Three hours and 34 minutes later they rejoined their three crew-mates, all of them blistered and aching after days at sea but happy to have won the 17th Karrimor Three Peaks Race - a combination of mountain running and offshore sailing which inspires both madcap adventure and sporting excellence.
With 12 other yachts of varying sizes and specifications, they had set off from Barmouth on the Welsh coast last Saturday to sail 389 miles, stopping only at Caernarfon and Ravenglass in Cumbria to allow the runners to scale Snowdon and Scafell Pike, the highest points in Wales and England. What they did not expect when they set off was to have to row much of the way . . .
Burtonwood Merseybeat's skipper, Gareth Owen, winning for the third time in 11 attempts, has more experience of the race than anyone else. 'That was the hardest race of all,' he said. 'The weather was horrible, so calm that we rowed about half the way, and the oars are all smashed up. We ran out of food and water rounding the Mull of Kintyre.'
The five crew members survived for 36 hours on a few cartons of orange juice but, asked if they thought of stopping for supplies, the navigator, Steve Willis, said: 'No, we just had a laugh about it and carried on.'
Had he been there to hear them, Major HW Tilman, who was the inspiration behind the race, would have approved of those sentiments. Tilman was one of the great pioneers of Himalayan exploration. He settled on the Mawddach estuary, near Barmouth, where he learned to sail; he then bought a Bristol pilot cutter, naming it Mischief, and spent his later years on long voyages to the Southern Ocean, where he climbed inaccessible Antarctic peaks.
Tilman's love of adventure on both mountain and sea inspired a local doctor, Rob Howarth, to start the race, and Tilman gave the first prizes in 1977. Shortly afterwards, at the age of 80, he sailed for the Antarctic again and never returned.
Famed for planning his expeditions on 'the back of an envelope', his comment on race rules was: 'Let them get on with it.' They have been doing so ever since. Rowing is common practice, and boats have been pulled by the crew walking along the shore, a tactic used by Owen in his first race in 1981.
As Howarth recalled, standards of competition were different then. 'In the first race, my yacht put walkers ashore who took two days to get to Scafell Pike and back, and the winning yachts took nearly a week. Now the record for the whole race is just two days and nine hours, and all three mountains have been run in a time of 10 hours 32 minutes. Even with no wind, we won this year in under four days.'
In the past, boats have been dismasted, grounded on sand bars and wrecked, but the only drama this week was Burtonwood Merseybeat hitting a rock in the Menai Straits. It woke up the two runners, Les Mercer and Paul Cadwallader, but no damage was done.
This year, the runners did not risk being tipped from dinghies into stormy seas, though Cadwallader and Mercer did have to run up and down Scafell Pike in the dark. Even then, the 32 miles took them only 6hr 25min. They suffered more from blisters on their hands than on their feet, but at least their time at the oars was the shortest. The rest of the fleet are still out there - rowing hard.
* * * * * * *
• Exercise goal:
Answer these questions about the race report on the Karrimor Three Peaks Race:
1. From which town on the Welsh coast did the yachts set off?
2. In what year did Tilman give the first prizes?
3. How long did Cadwallader and Mercer take to cover the 32 miles?
Rely only on the race report above and no other source.

• Provided data:
* * * * * * *
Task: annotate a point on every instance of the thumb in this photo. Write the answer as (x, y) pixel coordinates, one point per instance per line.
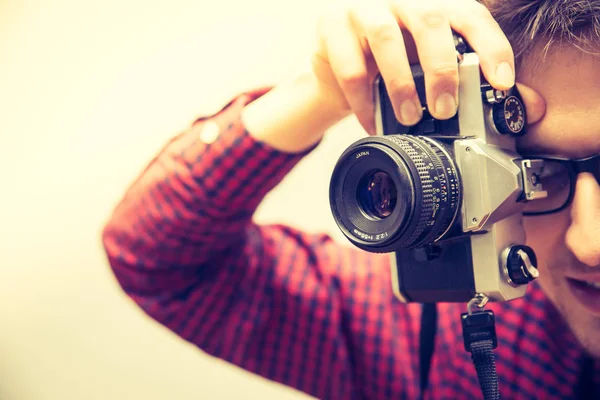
(534, 103)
* * * * * * *
• Result:
1. Barmouth
2. 1977
3. 6hr 25min